--- EXTRACT TO READ ---

----

Benefits for Mentees and Mentors

The mentoring experience benefits both the mentor and the mentee, as well as their library and school. Let's first look at how it benefits the mentee.

Potential Benefits to Mentees

 

As you thought about your mentors and how they contributed to your growth and development as a mentee, did any of the following benefits resonate with you?

 

  • A safety net: Mentees counts on their mentors to help and guide them. There is less risk of making a mistake when a mentor is available to provide input and feedback.

 

  • Less stress: Wasting precious time searching for answers, rethinking a plan, correcting mistakes, making mistakes - all of these create stress. These can be avoided with the help of a good mentor.

 

  • Quicker learning: By sharing their experience and expertise, mentors help mentees avoid common pitfalls that slow down or derail learning. Mentors who have "been there and done that" are able to accelerate the learning process by assisting their mentees in identifying solutions and strategies.

 

  • Elevated self-confidence: A mentor's guidance and support builds a mentee's confidence in their ability to complete a task. Their belief in the mentee's capability encourages a mentee to try things they might have not taken on previously.

 

  • Increased competence: Competence (the ability to succeed at a task) and confidence (the belief that you have the ability to succeed at a task) are very much related when it comes to mentoring. They go hand in hand.

 

  • Encouragement: A mentor supports and encourages a mentee's ideas, insights and project activities.

 

  • Opportunity to test out new ideas: Mentors provide an ear and a sounding board for mentees. When mentees are able to clearly articulate their ideas, what they are working on is more likely to come to fruition.

 

  • More strategies for being successful: Experienced mentors have learned appropriate "short cuts," productivity strategies and tips for good time management. Sharing this with a mentee inspires success.

 

  • New skills: Mentors help mentees understand the skills they need to be successful and encourage them to learn those skills in the most efficient way possible. They offer feedback as the mentee goes about acquiring those skills.

 

  • Effective role model: Mentors are role models. We mirror the actions, words, deeds of role models because we admire them. Mentors are often the "voice in our head" and their wisdom remains with us long after the relationship is over.

 

  • A new relationship with a supportive adult: Mentor Benefits Few students have the chance to interact with an adult who is not their parent, friend, or teacher.

 

Charlotte Young, a Director and Co-Founder of The Girls' Network - a non-profit organization that matches underprivileged girls ages 14-19 years old with professional female mentors - gave a talk entitled "The transformation power of mentoring" at TEDxYouth. Click here to watch!

https://www.youtube.com/watch?v=GRk_ggwuLpw

Potential Benefits to Mentors

 

There are many ways in which mentors also benefit from the mentoring relationship. As you proceed to read through the list of potential benefits for you, the mentor, think about how these benefits are similar to or overlap with the potential benefits to your mentees.

 

  • Personal satisfaction: This is what drives many mentors like you. It is the satisfaction from seeing a mentee develop and learn as a result of your mentoring.

----

--- EXERCISE MATERIALS ---
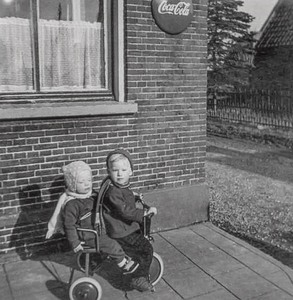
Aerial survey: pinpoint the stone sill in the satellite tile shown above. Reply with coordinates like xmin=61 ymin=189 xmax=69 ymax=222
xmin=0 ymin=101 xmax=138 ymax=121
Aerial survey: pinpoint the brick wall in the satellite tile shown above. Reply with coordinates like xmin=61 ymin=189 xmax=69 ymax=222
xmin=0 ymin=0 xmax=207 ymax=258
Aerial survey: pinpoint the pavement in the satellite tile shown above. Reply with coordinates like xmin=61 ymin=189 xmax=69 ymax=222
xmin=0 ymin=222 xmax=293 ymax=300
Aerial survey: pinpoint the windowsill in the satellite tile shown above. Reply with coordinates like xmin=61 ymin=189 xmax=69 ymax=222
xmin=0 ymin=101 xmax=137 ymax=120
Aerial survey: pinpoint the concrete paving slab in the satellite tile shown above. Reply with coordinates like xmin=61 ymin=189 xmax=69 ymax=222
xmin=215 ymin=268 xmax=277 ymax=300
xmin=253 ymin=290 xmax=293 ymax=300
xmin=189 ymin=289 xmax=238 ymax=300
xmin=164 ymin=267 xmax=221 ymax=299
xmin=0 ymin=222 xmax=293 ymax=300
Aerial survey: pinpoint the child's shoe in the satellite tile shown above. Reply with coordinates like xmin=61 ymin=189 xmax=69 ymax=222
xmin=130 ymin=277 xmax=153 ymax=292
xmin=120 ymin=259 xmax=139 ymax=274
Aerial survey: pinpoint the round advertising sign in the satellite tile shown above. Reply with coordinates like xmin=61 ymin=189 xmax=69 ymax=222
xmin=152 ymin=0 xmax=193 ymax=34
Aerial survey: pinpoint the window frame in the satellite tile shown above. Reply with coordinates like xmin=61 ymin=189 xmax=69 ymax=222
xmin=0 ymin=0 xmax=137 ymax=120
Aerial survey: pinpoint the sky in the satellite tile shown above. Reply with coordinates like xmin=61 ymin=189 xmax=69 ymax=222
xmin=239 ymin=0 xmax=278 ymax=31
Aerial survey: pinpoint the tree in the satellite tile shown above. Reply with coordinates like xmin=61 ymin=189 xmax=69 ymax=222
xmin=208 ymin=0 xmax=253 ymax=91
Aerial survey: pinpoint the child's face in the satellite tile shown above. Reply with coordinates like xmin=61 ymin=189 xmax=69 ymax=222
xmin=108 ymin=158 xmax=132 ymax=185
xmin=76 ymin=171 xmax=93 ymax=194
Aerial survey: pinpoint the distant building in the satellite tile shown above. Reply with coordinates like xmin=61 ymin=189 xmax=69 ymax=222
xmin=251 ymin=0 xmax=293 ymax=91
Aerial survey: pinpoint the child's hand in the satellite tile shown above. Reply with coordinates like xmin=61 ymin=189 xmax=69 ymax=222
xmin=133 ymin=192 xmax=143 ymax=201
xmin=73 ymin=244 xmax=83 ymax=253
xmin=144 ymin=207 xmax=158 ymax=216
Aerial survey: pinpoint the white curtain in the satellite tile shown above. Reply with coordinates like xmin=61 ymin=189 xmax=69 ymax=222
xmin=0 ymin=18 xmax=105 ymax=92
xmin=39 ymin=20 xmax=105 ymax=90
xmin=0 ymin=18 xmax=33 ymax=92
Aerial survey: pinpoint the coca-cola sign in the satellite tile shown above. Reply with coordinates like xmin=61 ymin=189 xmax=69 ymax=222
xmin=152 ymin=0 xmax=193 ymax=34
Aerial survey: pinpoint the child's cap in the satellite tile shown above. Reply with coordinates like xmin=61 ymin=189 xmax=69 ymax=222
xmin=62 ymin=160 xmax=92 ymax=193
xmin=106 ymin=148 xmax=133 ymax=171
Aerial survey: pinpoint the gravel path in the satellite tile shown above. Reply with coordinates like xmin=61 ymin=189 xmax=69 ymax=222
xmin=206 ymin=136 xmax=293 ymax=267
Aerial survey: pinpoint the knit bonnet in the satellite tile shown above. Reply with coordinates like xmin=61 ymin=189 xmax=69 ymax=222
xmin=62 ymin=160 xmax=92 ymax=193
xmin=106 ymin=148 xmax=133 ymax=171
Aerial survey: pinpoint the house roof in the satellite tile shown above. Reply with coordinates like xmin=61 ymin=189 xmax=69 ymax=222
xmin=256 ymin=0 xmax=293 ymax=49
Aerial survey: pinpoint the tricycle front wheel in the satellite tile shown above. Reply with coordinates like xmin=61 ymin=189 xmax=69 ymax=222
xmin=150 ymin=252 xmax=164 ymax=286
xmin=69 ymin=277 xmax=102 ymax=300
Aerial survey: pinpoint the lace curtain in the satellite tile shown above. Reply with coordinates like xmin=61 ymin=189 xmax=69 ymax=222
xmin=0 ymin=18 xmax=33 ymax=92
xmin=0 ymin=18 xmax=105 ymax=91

----

--- TASKS FOR THIS EXERCISE ---
A: Find every line in the rows that contains the string "sign", treating uppercase and lowercase as different, and copy each of those lines.
B: Continue the text on mentoring benefits, starting after its last sentence.

--- RESULTS FOR EACH TASK ---
A:
Aerial survey: pinpoint the round advertising sign in the satellite tile shown above. Reply with coordinates like xmin=61 ymin=189 xmax=69 ymax=222
Aerial survey: pinpoint the coca-cola sign in the satellite tile shown above. Reply with coordinates like xmin=61 ymin=189 xmax=69 ymax=222

B:
  • Opportunity to share wisdom: Mentoring provides a one-on-one opportunity to share your experience and wisdom with a student.

 

  • Reaffirmation of your approach: When your mentoring experience has a positive impact on your mentee, it validates that your approach is working.

 

  • Expanded generational and cultural perspectives: Every generation is different. And, every individual is unique. While you are helping your student learn, you are also acquiring strategies that enable you to be more effective communicating across differences.

 

  • New ideas and insights: Your interaction with your mentee may spark a new idea or insight. The wisdom that comes from children is often amazing.

 

  • Strengthening of your mentoring, leadership and interpersonal skills: Working with a young person in a mentoring relationship requires you to elevate your leadership skills, mentoring, and coaching. When you enter a mentoring relationship with a personal goal of growing your own competencies, it produces better results.

 

  • A meaningful relationship: At the end of the day, mentors and mentees develop a meaningful relationship, and that in and of itself creates value.

 

Youth.gov provides a comprehensive list of the benefits that young people and mentors can experience through mentoring. Click the link below to check it out!

http://youth.gov/youth-topics/mentoring/benefits-mentoring-young-people.

Potential Benefits to Your Library and School

 

Mentor-librarians support and motivate young innovators' attitudes, thinking, and activities. But there are also ways in which the mentoring that occurs between mentor-librarians and young innovators also benefits their libraries and schools. Some of your mentor-librarian colleagues offered these ideas about how their new role was beneficial to their schools and libraries:

 

  • Emphasizes the importance of the school librarian within the school community

 

  • Provides mentee with a safe and nurturing environment to explore themselves creatively without fear of assessment

 

  • Educates other teachers about the activities/lessons/resources that are available (leading to more teacher/librarian collaboration)

 

  • Offers new role for the library – Mentoring is an opportunity for the library to provide a new and different role, and break away from its traditionally viewed services.

 

  • Increases visibility of librarian and her library programs and services – In times of reduced budgets, being more visible in the community and in the lives of students, increases public awareness.

 

  • Inspires other students to use the Library Makerspace and resources

 

  • Allows me to participate in a community with other librarians to expand my own knowledge

 

  • Provides an opportunity for a student or two in the school community to establish a relationship with a caring adult in the school. 

 

  • Helps improve the student's sense of academic efficacy, belonging and possibly improve the student's attendance and behavior in school

 

Can you think of other ways in which being a mentor-librarian helps your library and school? If so, write them in the text box below.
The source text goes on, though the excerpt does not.